--- MATERIALS PROVIDED Enclosed Below ---
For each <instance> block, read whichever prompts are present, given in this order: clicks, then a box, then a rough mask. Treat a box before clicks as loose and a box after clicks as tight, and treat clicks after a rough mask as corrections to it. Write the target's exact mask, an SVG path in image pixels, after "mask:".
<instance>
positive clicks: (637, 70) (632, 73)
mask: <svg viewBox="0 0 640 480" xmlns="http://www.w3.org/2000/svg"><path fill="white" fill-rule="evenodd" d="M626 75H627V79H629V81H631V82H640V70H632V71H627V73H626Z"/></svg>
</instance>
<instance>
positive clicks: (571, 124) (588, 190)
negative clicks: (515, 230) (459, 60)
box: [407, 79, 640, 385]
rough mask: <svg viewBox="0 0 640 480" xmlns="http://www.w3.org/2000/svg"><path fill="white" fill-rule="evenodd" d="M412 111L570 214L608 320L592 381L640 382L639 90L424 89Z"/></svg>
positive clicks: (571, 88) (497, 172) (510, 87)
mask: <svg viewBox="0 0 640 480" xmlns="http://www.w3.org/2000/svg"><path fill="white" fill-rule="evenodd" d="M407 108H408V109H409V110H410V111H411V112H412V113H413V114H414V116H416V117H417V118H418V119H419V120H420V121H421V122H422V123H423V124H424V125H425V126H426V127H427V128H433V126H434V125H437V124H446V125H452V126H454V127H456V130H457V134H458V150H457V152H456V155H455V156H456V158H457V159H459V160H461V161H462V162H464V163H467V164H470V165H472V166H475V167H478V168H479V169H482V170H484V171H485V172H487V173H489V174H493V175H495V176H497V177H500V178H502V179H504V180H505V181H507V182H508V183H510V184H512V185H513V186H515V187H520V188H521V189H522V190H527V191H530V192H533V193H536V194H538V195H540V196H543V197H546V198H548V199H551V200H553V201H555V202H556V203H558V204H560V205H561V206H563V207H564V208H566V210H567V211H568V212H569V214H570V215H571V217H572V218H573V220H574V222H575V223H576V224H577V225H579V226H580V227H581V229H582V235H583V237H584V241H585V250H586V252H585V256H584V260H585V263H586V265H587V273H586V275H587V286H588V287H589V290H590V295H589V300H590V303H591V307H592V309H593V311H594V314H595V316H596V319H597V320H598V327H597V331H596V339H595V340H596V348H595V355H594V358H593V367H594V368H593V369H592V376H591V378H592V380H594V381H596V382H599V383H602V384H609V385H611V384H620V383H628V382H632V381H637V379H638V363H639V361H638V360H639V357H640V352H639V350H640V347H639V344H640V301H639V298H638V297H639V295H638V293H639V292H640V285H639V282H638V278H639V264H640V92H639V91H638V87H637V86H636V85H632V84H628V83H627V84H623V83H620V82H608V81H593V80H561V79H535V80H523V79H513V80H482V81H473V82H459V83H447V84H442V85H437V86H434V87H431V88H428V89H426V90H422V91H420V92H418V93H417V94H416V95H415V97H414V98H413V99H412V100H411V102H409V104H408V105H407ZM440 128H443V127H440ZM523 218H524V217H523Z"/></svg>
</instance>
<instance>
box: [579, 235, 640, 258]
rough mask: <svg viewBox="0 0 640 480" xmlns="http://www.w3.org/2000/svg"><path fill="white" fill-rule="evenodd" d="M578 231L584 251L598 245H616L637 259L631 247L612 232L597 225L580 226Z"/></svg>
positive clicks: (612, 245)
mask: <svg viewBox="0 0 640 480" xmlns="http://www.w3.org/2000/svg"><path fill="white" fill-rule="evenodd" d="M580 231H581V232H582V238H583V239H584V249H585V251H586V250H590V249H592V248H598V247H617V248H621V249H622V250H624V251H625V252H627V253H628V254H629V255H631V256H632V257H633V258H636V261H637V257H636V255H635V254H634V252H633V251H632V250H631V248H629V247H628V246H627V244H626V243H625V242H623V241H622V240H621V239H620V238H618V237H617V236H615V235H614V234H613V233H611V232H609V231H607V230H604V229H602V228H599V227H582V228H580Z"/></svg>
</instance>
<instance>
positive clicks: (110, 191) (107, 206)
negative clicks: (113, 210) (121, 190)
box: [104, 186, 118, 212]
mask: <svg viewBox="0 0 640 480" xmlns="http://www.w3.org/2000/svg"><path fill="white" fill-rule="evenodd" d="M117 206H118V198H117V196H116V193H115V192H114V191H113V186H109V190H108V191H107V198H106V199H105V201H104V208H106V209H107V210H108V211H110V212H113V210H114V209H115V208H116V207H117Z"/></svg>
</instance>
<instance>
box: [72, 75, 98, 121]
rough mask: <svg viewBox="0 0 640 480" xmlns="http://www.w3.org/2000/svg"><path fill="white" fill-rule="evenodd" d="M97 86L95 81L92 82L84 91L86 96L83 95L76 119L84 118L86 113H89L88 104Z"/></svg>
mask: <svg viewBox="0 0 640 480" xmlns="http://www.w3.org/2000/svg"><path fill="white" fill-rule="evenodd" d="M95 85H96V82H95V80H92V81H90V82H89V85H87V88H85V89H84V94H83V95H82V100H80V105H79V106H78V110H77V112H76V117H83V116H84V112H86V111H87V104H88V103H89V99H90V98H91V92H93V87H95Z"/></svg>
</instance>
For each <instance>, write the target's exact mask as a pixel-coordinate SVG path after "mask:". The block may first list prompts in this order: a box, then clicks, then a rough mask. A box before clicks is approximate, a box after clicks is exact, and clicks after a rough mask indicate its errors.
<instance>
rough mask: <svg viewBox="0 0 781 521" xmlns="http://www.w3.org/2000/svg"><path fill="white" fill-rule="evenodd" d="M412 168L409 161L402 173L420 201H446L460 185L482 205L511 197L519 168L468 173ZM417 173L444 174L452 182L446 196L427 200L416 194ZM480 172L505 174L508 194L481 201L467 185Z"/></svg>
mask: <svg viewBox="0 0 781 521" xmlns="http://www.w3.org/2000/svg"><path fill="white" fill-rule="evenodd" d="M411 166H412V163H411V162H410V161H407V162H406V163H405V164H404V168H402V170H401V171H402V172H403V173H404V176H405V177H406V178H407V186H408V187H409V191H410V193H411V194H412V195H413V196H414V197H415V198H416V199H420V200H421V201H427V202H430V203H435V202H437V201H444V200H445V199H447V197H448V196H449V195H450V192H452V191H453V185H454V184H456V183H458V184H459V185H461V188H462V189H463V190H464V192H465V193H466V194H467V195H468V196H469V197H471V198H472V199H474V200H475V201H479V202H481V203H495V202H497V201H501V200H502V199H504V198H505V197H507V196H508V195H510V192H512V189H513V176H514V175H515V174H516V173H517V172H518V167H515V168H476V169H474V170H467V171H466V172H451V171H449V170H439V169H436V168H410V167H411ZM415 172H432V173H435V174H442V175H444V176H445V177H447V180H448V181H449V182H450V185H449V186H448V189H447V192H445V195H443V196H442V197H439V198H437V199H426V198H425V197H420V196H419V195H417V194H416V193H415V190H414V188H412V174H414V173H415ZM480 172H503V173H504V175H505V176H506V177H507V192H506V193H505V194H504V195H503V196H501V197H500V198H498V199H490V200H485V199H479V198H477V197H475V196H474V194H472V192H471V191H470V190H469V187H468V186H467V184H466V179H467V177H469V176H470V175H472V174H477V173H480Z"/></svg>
--- End of Enclosed MATERIALS PROVIDED ---
_INSTRUCTIONS FOR THE TASK_: Please output each entry above exactly, leaving nothing out.

_SOLUTION TO THIS TASK_:
For each <instance> block, read whichever prompts are present, given in this order: clicks, then a box, then a rough mask. Treat a box before clicks as loose and a box after clicks as tight, and treat clicks after a rough mask as corrections to it. Write the target's exact mask, an SVG path in image pixels, after "mask:".
<instance>
positive clicks: (637, 70) (632, 73)
mask: <svg viewBox="0 0 640 480" xmlns="http://www.w3.org/2000/svg"><path fill="white" fill-rule="evenodd" d="M626 75H627V79H629V81H631V82H640V70H632V71H627V73H626Z"/></svg>
</instance>
<instance>
positive clicks: (571, 124) (588, 190)
negative clicks: (515, 230) (459, 60)
box: [407, 79, 640, 385]
rough mask: <svg viewBox="0 0 640 480" xmlns="http://www.w3.org/2000/svg"><path fill="white" fill-rule="evenodd" d="M412 111L570 214L608 320L592 381L640 382L639 90L424 89Z"/></svg>
positive clicks: (571, 88) (497, 172) (510, 87)
mask: <svg viewBox="0 0 640 480" xmlns="http://www.w3.org/2000/svg"><path fill="white" fill-rule="evenodd" d="M407 108H408V109H409V110H410V111H411V112H412V113H413V114H414V116H416V117H417V118H418V119H419V120H420V121H421V122H422V123H423V124H424V125H425V126H426V127H427V128H433V126H434V125H437V124H446V125H452V126H454V127H456V130H457V134H458V150H457V152H456V155H455V156H456V158H457V159H459V160H461V161H462V162H464V163H467V164H470V165H472V166H475V167H478V168H479V169H482V170H484V171H485V172H487V173H489V174H493V175H495V176H497V177H500V178H502V179H504V180H505V181H507V182H508V183H510V184H512V185H513V186H515V187H520V188H521V189H522V190H527V191H530V192H533V193H536V194H538V195H540V196H543V197H546V198H548V199H551V200H553V201H555V202H556V203H558V204H560V205H561V206H563V207H564V208H566V210H567V211H568V212H569V214H570V215H571V217H572V218H573V220H574V222H575V223H576V224H577V225H579V226H580V227H581V229H582V235H583V237H584V241H585V250H586V252H585V256H584V260H585V263H586V265H587V273H586V275H587V286H588V287H589V290H590V295H589V300H590V303H591V307H592V309H593V311H594V314H595V316H596V319H597V320H598V327H597V331H596V339H595V340H596V348H595V355H594V358H593V367H594V368H593V369H592V376H591V378H592V380H594V381H596V382H599V383H602V384H609V385H611V384H620V383H628V382H632V381H637V379H638V363H639V361H638V360H639V357H640V352H639V350H640V347H639V344H640V301H639V298H638V297H639V295H638V293H639V292H640V285H639V282H638V278H639V264H640V92H639V91H638V87H637V86H636V85H632V84H628V83H627V84H623V83H620V82H608V81H593V80H561V79H535V80H523V79H513V80H482V81H473V82H459V83H447V84H442V85H437V86H434V87H431V88H428V89H426V90H422V91H420V92H418V93H417V94H416V95H415V97H414V98H413V99H412V100H411V102H409V104H408V105H407ZM440 128H443V127H440ZM523 218H524V217H523Z"/></svg>
</instance>
<instance>
box: [579, 235, 640, 258]
rough mask: <svg viewBox="0 0 640 480" xmlns="http://www.w3.org/2000/svg"><path fill="white" fill-rule="evenodd" d="M578 231L584 251L598 245H616L637 259L631 247L612 232L597 225L580 226Z"/></svg>
positive clicks: (612, 245)
mask: <svg viewBox="0 0 640 480" xmlns="http://www.w3.org/2000/svg"><path fill="white" fill-rule="evenodd" d="M580 231H581V232H582V238H583V239H584V249H585V251H586V250H590V249H592V248H598V247H617V248H621V249H622V250H624V251H625V252H627V253H628V254H629V255H631V256H632V257H633V258H636V261H637V257H636V255H635V254H634V252H633V251H632V250H631V248H629V247H628V246H627V244H626V243H625V242H623V241H622V240H621V239H620V238H618V237H617V236H615V235H614V234H613V233H611V232H609V231H607V230H604V229H602V228H599V227H582V228H580Z"/></svg>
</instance>
<instance>
positive clicks: (110, 191) (107, 206)
negative clicks: (113, 210) (121, 190)
box: [104, 186, 118, 212]
mask: <svg viewBox="0 0 640 480" xmlns="http://www.w3.org/2000/svg"><path fill="white" fill-rule="evenodd" d="M117 206H118V198H117V196H116V193H115V192H114V191H113V186H109V190H108V191H107V198H106V199H105V201H104V208H106V209H107V210H108V211H110V212H113V210H114V209H115V208H116V207H117Z"/></svg>
</instance>
<instance>
box: [72, 75, 98, 121]
rough mask: <svg viewBox="0 0 640 480" xmlns="http://www.w3.org/2000/svg"><path fill="white" fill-rule="evenodd" d="M97 86L95 81L92 82L84 91L86 96L83 95L76 119L84 118L86 113H89L88 104Z"/></svg>
mask: <svg viewBox="0 0 640 480" xmlns="http://www.w3.org/2000/svg"><path fill="white" fill-rule="evenodd" d="M95 85H96V82H95V80H92V81H90V82H89V85H87V88H85V89H84V94H83V95H82V100H80V105H79V106H78V110H77V112H76V117H83V116H84V112H86V111H87V104H88V103H89V99H90V98H91V92H93V87H95Z"/></svg>
</instance>
For each <instance>, write the target's exact mask as a pixel-coordinate SVG path after "mask:". The block may first list prompts in this order: a box, then clicks, then a rough mask. A box before clicks is approximate, a box after clicks is exact, and clicks after a rough mask indicate its errors.
<instance>
rough mask: <svg viewBox="0 0 781 521" xmlns="http://www.w3.org/2000/svg"><path fill="white" fill-rule="evenodd" d="M412 168L409 161L402 173L420 201H446L460 185L482 205L511 197L519 168L468 173ZM417 173L444 174L452 182L446 196L427 200L416 194ZM480 172L505 174L508 194L481 201L467 185Z"/></svg>
mask: <svg viewBox="0 0 781 521" xmlns="http://www.w3.org/2000/svg"><path fill="white" fill-rule="evenodd" d="M411 166H412V163H411V162H410V161H407V162H406V163H405V164H404V168H402V170H401V171H402V172H403V173H404V176H405V177H406V178H407V186H408V187H409V191H410V193H411V194H412V195H413V196H414V197H415V198H416V199H420V200H421V201H427V202H430V203H435V202H437V201H444V200H445V199H447V197H448V196H449V195H450V192H452V191H453V185H454V184H456V183H458V184H459V185H461V188H462V189H463V190H464V192H465V193H466V194H467V195H468V196H469V197H471V198H472V199H474V200H475V201H479V202H481V203H495V202H497V201H501V200H502V199H504V198H505V197H507V196H508V195H510V192H512V189H513V176H514V175H515V174H516V173H517V172H518V167H515V168H476V169H474V170H467V171H466V172H451V171H449V170H439V169H436V168H410V167H411ZM415 172H432V173H435V174H442V175H444V176H445V177H447V180H448V181H449V182H450V185H449V186H448V189H447V192H445V195H443V196H442V197H439V198H437V199H426V198H425V197H420V196H419V195H417V194H416V193H415V190H414V188H412V174H414V173H415ZM480 172H503V173H504V175H505V176H506V177H507V192H506V193H505V194H504V195H503V196H501V197H500V198H498V199H490V200H485V199H479V198H477V197H475V196H474V194H472V192H471V191H470V190H469V187H468V186H467V184H466V179H467V177H469V176H470V175H472V174H477V173H480Z"/></svg>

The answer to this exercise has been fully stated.